Trecho da fonte:
● ● ●

Em entrevista à BBC Brasil, o escritor e acadêmico afirmou que os protestos populares mostaram que "as demandas que surgem na internet são legítimas, que elas deveriam influenciar o Congresso e o Executivo da mesma forma que a mídia exerce influência sobre pautas de políticas públicas".

Mas os protestos e a indiferença das autoridades em relação às redes sociais, comenta, também mostraram um grande descompasso entre as demandas da sociedade brasileira e as respostas das autoridades brasileiras.

"O momento atual oferece uma oportunidade muito grande para o governo entrar nesse diálogo, mas governo e sociedade estão divorciados nesse momento."

Leia a seguir a entrevista.

● ● ●

Objetivo declarado A:
Identifique todas as linhas da listagem que contêm a palavra "instance" e copie-as, distinguindo maiúsculas de minúsculas.

● ● ●

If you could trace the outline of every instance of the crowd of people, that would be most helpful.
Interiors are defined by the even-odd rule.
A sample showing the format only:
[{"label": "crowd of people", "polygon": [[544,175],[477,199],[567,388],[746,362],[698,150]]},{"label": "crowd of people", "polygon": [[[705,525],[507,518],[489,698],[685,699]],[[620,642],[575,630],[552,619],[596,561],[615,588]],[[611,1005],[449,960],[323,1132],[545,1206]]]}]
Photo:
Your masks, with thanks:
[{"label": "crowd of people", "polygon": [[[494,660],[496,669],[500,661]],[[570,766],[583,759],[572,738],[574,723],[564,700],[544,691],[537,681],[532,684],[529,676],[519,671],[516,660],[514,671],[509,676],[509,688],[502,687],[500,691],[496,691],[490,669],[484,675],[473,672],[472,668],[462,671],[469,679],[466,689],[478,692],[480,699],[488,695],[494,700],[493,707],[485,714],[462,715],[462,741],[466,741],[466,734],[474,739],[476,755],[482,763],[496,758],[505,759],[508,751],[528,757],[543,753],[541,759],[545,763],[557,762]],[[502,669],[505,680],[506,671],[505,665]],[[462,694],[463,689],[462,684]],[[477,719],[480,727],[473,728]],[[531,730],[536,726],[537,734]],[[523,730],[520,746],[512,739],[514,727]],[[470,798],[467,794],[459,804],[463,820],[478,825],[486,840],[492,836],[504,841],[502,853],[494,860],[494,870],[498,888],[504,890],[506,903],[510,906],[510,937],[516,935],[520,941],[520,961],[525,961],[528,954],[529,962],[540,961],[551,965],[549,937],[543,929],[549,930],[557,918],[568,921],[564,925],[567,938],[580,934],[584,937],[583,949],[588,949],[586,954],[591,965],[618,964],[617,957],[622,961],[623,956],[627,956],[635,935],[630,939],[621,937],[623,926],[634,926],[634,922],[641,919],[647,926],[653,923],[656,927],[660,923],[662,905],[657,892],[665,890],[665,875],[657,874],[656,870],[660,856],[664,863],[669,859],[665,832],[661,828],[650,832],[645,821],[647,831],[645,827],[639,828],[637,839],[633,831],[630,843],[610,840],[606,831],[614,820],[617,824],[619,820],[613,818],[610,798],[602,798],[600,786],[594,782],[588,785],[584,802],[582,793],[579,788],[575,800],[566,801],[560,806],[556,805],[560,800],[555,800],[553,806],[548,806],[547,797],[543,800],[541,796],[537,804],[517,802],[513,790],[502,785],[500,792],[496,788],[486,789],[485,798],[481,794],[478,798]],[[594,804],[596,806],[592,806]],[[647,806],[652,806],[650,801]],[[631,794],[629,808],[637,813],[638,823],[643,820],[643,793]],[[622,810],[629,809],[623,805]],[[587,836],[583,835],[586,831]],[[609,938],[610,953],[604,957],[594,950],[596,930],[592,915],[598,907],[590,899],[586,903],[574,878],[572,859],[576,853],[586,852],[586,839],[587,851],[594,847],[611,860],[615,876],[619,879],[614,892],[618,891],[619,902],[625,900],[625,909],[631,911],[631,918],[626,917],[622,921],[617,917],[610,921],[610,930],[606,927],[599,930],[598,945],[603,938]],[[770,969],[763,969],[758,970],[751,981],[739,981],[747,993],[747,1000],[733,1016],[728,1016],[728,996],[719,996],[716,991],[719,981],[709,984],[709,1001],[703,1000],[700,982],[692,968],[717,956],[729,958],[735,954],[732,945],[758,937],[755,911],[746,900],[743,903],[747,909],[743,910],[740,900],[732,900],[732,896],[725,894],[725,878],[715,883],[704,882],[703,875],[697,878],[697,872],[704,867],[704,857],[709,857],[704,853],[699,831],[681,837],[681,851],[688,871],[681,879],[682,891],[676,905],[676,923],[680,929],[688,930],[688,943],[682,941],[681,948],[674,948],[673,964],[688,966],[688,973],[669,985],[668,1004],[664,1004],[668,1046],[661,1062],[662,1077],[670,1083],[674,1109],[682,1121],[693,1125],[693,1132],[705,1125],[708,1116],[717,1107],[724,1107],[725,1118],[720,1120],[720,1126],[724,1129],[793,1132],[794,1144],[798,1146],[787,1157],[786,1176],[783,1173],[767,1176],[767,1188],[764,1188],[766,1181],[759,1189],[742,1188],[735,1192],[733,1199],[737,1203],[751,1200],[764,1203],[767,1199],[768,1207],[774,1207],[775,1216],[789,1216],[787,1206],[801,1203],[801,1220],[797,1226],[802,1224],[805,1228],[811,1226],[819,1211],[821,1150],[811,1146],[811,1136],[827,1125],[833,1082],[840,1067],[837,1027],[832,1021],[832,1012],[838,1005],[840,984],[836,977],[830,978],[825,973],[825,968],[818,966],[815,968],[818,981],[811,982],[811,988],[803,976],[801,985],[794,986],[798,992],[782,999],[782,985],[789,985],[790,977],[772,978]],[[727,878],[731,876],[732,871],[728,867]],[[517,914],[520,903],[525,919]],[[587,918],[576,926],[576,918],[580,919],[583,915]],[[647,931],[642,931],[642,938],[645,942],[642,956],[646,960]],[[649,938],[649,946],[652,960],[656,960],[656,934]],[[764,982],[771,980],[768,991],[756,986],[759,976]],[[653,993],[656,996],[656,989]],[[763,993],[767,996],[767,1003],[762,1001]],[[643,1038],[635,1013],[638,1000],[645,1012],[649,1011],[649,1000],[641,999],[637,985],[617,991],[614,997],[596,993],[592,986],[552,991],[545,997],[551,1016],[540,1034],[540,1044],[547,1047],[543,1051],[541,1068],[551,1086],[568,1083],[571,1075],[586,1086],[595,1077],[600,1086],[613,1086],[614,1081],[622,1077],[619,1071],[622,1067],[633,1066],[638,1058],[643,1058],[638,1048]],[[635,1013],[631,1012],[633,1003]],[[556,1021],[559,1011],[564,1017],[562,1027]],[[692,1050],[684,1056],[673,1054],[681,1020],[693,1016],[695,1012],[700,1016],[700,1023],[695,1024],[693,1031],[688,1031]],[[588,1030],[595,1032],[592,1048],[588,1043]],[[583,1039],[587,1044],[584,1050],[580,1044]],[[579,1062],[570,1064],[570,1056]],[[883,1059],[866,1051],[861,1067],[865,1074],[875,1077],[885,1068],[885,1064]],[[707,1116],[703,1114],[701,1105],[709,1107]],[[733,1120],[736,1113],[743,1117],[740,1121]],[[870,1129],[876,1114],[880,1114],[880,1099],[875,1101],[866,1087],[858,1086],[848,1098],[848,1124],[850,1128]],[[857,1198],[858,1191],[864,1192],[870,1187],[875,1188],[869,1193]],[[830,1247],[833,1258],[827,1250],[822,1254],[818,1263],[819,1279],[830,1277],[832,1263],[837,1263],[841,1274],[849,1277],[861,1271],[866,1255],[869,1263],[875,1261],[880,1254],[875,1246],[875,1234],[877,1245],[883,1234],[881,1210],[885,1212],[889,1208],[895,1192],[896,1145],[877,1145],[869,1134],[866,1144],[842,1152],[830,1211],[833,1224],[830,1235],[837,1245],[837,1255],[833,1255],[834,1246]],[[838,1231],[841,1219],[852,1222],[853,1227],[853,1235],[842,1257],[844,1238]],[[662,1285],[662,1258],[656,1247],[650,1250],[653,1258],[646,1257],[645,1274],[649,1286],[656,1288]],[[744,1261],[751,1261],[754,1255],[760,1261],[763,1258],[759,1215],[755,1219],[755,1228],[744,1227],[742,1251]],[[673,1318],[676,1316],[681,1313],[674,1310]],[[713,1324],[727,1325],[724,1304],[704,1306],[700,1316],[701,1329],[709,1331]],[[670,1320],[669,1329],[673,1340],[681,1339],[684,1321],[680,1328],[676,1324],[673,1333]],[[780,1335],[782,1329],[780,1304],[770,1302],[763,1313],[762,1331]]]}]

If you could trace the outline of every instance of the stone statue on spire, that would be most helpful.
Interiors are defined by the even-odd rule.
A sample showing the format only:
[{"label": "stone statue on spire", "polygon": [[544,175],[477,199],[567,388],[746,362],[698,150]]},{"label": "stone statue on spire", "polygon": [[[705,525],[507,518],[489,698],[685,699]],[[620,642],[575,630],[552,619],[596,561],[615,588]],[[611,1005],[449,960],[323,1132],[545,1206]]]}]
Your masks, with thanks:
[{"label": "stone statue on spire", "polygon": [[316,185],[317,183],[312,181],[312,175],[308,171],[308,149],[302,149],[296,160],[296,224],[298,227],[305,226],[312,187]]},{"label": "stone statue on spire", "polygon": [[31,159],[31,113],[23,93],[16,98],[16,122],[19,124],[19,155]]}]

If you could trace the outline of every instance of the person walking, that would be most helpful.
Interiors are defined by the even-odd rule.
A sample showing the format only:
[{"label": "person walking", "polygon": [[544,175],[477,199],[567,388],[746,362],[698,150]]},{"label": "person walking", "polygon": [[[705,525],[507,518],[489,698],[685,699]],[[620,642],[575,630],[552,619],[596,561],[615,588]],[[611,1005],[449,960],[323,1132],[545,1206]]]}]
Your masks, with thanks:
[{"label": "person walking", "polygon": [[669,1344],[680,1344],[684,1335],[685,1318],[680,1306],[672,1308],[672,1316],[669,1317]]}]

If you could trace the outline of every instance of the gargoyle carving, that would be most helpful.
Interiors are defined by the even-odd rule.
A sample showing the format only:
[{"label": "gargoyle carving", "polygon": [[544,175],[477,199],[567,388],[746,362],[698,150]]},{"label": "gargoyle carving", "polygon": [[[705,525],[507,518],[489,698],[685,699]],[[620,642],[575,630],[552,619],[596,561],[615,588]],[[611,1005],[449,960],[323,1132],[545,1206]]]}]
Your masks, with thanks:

● ● ●

Objetivo declarado B:
Transcreva fielmente a parte do trecho sobre os protestos que começa em "Em entrevista à" e termina em "seguir a entrevista.".

Saída correta A:
If you could trace the outline of every instance of the crowd of people, that would be most helpful.
If you could trace the outline of every instance of the stone statue on spire, that would be most helpful.
If you could trace the outline of every instance of the person walking, that would be most helpful.
If you could trace the outline of every instance of the gargoyle carving, that would be most helpful.

Saída correta B:
Em entrevista à BBC Brasil, o escritor e acadêmico afirmou que os protestos populares mostaram que "as demandas que surgem na internet são legítimas, que elas deveriam influenciar o Congresso e o Executivo da mesma forma que a mídia exerce influência sobre pautas de políticas públicas".

Mas os protestos e a indiferença das autoridades em relação às redes sociais, comenta, também mostraram um grande descompasso entre as demandas da sociedade brasileira e as respostas das autoridades brasileiras.

"O momento atual oferece uma oportunidade muito grande para o governo entrar nesse diálogo, mas governo e sociedade estão divorciados nesse momento."

Leia a seguir a entrevista.